▶ **JOB**: Count the lines in the rows below that contain the string "background", treating uppercase and lowercase letters as distinct. Give only the number.

— start of MATERIAL PROVIDED —

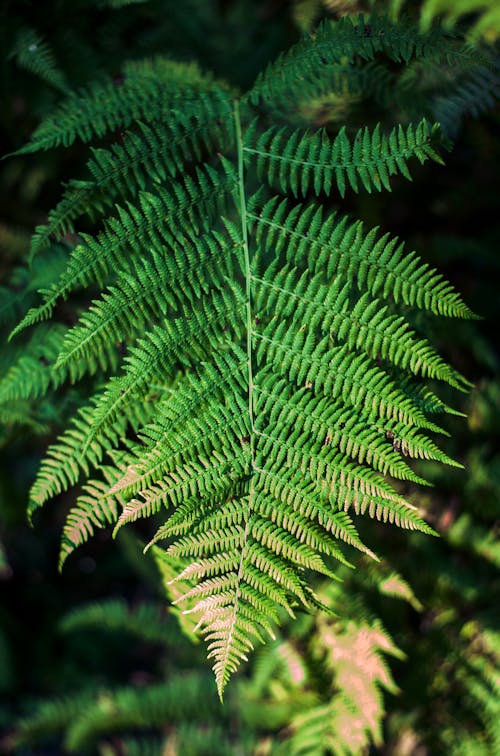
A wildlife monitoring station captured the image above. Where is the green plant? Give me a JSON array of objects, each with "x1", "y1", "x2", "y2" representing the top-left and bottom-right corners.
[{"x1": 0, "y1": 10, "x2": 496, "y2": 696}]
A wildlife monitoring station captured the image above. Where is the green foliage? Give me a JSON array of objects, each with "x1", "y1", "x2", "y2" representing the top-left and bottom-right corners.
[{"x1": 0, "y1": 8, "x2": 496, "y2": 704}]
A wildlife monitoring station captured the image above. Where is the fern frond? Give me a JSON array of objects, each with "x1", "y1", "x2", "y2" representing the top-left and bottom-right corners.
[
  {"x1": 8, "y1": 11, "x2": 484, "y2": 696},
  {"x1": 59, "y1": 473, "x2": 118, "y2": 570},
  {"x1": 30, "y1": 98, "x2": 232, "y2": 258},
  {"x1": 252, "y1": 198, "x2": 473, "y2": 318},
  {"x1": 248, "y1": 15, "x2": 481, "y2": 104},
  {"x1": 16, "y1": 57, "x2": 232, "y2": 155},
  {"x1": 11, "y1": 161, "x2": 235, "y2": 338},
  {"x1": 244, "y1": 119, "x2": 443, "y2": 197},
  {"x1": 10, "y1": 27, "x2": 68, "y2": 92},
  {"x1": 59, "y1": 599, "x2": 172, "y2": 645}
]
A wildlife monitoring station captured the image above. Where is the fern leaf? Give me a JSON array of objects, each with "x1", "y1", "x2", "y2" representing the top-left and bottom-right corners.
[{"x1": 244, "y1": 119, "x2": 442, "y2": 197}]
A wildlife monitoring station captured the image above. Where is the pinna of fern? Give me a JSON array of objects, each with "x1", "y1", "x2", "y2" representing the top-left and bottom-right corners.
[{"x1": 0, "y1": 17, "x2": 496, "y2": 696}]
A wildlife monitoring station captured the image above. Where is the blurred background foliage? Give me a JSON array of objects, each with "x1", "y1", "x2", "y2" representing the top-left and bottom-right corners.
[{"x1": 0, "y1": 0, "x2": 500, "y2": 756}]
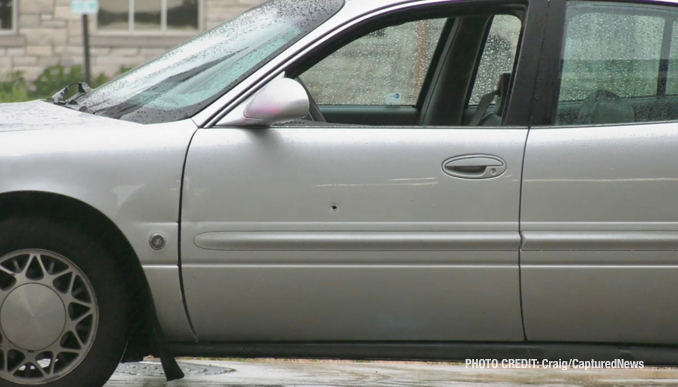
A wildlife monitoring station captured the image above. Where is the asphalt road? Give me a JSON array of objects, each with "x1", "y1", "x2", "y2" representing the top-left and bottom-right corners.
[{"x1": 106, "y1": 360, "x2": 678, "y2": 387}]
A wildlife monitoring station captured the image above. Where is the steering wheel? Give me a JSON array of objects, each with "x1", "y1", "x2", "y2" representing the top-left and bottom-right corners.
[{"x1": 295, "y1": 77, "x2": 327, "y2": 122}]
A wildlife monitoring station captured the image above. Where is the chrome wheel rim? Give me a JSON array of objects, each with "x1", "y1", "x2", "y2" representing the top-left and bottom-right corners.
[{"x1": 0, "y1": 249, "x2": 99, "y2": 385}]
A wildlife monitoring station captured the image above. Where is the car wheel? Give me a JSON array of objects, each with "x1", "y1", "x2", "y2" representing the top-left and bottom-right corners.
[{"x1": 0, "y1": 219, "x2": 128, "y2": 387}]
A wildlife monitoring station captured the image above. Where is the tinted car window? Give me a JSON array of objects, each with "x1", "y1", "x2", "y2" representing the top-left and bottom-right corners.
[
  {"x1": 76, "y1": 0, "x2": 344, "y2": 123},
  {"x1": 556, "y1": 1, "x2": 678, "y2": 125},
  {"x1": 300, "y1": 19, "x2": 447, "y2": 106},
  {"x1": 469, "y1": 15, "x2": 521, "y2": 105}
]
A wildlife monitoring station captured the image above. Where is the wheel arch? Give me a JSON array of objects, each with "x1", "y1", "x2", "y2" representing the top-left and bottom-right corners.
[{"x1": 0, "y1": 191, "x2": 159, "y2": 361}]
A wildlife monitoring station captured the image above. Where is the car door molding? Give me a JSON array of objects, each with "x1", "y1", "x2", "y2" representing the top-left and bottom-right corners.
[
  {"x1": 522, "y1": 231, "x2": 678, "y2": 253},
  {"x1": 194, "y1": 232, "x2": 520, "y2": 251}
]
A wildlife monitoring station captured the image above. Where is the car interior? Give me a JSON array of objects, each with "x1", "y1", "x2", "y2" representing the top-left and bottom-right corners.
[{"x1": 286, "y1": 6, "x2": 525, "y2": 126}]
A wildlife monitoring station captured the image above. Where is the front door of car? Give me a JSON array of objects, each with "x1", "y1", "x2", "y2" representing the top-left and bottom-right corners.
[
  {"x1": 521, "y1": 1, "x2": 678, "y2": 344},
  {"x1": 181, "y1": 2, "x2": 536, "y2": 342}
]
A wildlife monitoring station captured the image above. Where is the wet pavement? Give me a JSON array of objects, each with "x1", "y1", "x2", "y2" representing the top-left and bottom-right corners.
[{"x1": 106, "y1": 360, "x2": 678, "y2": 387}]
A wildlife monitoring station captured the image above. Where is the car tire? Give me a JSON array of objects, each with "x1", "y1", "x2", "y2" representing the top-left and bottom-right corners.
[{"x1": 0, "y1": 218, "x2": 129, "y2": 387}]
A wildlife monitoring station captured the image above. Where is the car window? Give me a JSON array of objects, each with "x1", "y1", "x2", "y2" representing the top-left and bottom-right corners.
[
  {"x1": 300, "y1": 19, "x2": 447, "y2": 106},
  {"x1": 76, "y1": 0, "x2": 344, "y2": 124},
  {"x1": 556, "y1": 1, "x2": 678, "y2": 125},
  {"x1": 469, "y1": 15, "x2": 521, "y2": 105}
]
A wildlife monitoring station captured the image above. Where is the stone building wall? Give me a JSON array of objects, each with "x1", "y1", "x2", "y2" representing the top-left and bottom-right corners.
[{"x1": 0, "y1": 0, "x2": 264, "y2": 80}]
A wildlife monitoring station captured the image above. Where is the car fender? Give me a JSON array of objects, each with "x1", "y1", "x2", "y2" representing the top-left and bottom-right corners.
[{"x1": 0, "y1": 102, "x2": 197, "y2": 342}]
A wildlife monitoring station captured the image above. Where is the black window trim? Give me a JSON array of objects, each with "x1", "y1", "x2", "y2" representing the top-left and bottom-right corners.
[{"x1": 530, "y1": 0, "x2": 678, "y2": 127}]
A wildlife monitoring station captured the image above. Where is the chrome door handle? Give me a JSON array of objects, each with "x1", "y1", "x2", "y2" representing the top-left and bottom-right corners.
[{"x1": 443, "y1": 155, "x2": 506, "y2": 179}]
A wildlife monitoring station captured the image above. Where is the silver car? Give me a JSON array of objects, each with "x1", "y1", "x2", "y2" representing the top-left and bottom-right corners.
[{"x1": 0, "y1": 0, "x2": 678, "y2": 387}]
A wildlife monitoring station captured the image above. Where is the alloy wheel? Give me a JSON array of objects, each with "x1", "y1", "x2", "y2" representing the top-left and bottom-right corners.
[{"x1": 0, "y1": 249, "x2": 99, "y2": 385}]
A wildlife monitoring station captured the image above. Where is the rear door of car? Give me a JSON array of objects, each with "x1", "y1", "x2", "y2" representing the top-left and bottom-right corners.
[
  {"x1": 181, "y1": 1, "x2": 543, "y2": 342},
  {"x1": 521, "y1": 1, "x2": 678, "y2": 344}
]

— end of MATERIAL PROVIDED —
— start of MATERIAL PROVIDED —

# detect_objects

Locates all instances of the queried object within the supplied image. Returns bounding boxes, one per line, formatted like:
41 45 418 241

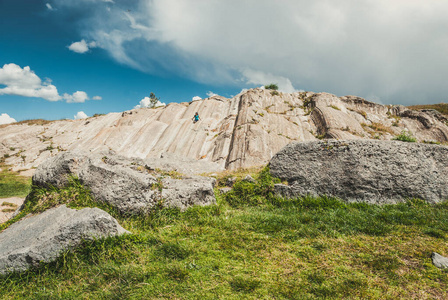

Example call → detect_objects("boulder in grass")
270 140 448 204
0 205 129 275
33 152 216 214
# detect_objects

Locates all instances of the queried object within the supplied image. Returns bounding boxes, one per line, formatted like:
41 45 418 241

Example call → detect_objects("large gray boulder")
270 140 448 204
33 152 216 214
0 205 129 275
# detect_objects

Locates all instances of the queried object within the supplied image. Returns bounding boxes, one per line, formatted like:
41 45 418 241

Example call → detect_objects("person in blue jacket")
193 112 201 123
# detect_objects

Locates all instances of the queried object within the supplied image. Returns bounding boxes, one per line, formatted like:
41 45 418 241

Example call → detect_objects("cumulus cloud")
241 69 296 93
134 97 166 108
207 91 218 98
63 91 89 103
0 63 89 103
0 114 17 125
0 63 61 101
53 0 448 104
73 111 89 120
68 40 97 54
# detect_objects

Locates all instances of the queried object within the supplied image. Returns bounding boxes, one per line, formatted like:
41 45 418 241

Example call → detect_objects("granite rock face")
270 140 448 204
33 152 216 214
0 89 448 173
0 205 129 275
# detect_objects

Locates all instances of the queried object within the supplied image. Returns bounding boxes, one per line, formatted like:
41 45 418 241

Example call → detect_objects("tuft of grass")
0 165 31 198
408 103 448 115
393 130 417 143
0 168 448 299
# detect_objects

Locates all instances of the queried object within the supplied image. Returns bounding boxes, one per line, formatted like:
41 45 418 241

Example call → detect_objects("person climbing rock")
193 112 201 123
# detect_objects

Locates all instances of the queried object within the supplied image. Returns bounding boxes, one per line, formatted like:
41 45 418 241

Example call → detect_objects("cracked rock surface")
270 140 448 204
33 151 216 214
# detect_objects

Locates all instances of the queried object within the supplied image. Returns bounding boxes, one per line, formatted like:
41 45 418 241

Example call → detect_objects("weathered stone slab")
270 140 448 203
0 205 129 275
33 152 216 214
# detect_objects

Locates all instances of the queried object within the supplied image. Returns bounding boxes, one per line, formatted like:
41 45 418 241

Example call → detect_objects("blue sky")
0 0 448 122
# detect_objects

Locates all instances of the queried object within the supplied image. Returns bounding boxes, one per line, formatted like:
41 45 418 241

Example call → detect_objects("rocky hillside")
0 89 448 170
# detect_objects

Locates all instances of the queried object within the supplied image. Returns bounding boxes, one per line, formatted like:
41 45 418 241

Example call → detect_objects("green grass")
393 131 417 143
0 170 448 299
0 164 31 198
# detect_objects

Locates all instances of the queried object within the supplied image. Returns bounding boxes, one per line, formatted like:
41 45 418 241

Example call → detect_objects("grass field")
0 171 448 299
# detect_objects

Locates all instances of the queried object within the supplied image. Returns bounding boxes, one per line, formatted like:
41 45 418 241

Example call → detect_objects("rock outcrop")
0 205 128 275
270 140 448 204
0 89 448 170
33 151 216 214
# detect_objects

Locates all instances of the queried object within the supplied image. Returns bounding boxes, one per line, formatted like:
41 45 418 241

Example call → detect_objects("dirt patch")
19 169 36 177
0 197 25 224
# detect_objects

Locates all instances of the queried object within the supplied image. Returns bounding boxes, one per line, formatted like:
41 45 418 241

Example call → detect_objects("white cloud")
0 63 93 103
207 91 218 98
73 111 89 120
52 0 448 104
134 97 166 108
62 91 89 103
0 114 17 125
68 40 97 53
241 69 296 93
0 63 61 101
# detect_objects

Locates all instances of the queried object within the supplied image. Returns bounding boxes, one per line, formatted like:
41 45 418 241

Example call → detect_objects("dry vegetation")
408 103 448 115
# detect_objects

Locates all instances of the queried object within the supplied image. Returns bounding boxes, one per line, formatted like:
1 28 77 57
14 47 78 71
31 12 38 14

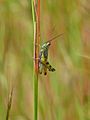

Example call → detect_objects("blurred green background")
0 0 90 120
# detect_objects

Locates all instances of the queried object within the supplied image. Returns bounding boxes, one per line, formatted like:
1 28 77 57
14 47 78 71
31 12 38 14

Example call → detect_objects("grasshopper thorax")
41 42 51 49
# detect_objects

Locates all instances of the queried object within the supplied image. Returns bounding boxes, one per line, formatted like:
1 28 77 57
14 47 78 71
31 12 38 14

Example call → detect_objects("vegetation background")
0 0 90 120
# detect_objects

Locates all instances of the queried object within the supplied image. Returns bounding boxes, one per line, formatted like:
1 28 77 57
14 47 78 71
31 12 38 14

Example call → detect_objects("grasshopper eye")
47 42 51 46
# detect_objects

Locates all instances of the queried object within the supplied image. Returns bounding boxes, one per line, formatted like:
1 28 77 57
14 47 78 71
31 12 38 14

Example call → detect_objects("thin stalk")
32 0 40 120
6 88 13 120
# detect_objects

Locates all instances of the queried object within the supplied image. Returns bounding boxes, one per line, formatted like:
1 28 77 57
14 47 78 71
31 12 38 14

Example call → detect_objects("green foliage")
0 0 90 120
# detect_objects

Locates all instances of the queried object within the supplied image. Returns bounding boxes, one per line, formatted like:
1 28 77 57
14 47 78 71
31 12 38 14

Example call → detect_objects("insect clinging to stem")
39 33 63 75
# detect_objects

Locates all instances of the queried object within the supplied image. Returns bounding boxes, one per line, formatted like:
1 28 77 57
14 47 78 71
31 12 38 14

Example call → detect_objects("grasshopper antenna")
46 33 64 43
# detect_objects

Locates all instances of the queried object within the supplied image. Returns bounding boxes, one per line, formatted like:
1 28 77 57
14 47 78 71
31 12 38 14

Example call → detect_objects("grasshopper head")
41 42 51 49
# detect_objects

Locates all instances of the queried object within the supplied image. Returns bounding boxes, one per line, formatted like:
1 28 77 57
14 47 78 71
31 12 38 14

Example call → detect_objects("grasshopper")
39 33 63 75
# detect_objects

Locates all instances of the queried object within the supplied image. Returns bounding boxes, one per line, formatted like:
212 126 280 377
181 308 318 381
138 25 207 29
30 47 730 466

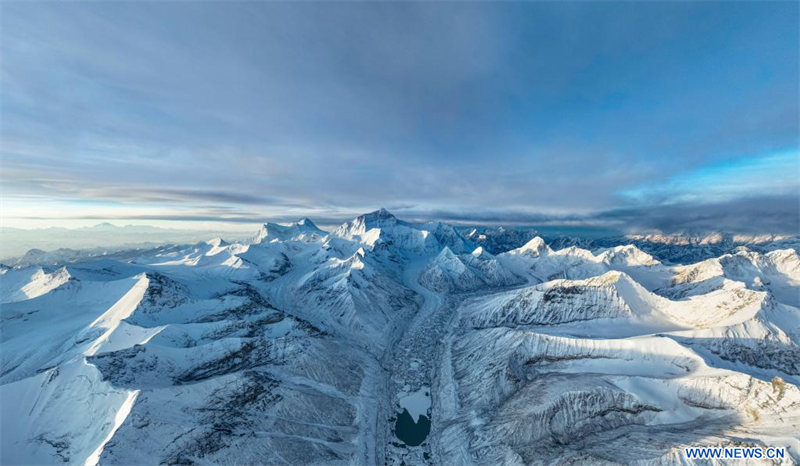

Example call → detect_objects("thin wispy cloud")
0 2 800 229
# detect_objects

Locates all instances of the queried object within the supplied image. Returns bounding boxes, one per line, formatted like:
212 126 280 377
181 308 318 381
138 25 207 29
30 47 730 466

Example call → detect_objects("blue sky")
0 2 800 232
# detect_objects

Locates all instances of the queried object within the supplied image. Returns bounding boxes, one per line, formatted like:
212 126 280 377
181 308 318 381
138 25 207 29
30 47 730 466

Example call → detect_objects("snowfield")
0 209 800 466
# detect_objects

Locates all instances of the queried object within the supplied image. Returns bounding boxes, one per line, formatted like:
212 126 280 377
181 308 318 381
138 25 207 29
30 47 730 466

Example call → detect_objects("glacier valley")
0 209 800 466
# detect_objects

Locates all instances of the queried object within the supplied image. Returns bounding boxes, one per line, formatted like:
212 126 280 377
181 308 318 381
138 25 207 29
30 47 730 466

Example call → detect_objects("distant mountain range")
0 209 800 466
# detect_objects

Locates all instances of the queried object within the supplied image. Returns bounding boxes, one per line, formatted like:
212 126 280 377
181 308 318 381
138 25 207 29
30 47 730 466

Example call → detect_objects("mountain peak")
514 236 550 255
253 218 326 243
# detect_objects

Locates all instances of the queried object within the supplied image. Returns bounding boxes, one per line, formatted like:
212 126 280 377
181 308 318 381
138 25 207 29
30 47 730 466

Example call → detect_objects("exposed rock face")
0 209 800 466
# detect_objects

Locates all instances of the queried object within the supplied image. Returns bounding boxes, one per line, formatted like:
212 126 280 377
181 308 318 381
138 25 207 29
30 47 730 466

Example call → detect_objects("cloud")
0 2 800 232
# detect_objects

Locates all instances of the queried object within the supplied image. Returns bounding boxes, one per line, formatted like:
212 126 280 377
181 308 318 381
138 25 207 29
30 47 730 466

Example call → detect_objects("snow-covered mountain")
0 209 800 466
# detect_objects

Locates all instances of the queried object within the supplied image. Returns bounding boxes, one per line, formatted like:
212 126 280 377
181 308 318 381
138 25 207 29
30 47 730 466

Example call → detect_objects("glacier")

— end of MATERIAL PROVIDED —

▶ **ANSWER FOR THIS EXERCISE**: 3